__Provided records__:
....
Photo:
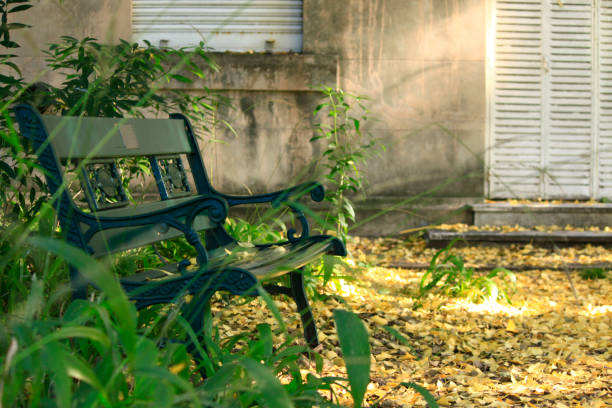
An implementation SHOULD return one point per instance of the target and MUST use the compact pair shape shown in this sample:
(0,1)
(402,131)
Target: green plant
(593,273)
(345,115)
(448,274)
(98,353)
(261,232)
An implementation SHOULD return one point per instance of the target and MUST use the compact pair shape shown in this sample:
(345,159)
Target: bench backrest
....
Convert the items above into a numbered list with one line per entry. Omit blank lines and leave out the pictures.

1. Photo:
2. An implementation SHOULD return one point per instance of the target and MUST use the compact pair shape shown in this sample:
3. (0,1)
4. (402,131)
5. Target: green plant
6. (593,273)
7. (345,115)
8. (448,274)
9. (98,353)
10. (261,232)
11. An implementation SHOULD return one point per instance of the target and MUST use the compact pair shape shown in this sample:
12. (345,159)
13. Target: bench backrest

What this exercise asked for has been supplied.